[Stored entries]
====
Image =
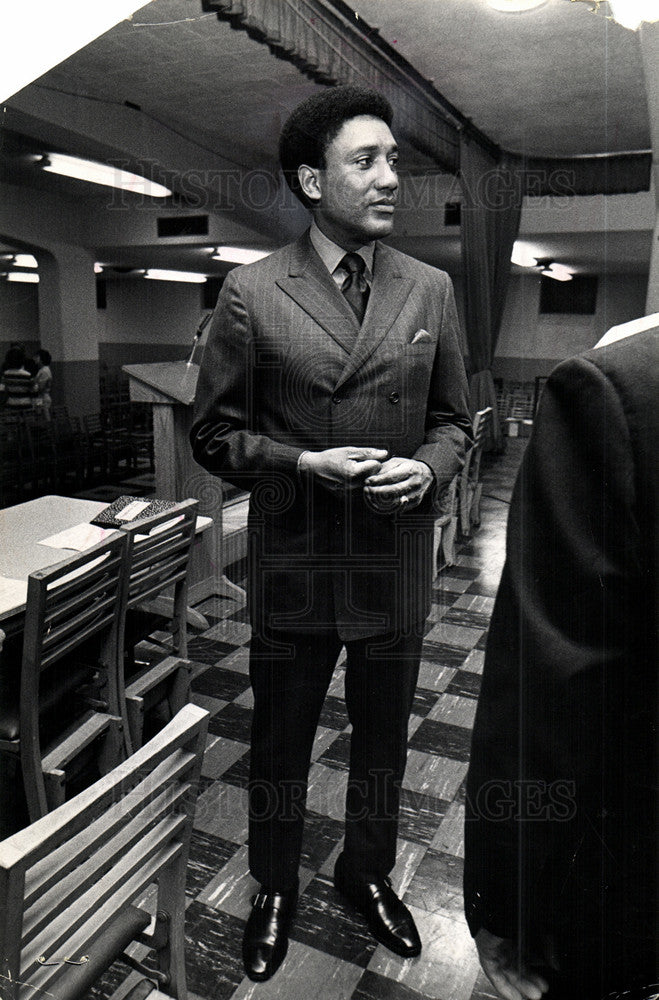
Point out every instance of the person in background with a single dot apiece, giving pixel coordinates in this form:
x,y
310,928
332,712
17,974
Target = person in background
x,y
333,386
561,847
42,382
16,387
====
What to produce:
Copy each of the entries above word for word, omitting the pictures.

Answer in full:
Image =
Point out every instance of the person in background with a single dot apiece, giving pixel coordinates in this form:
x,y
310,928
332,712
17,974
Target = person in background
x,y
333,386
561,847
42,382
16,387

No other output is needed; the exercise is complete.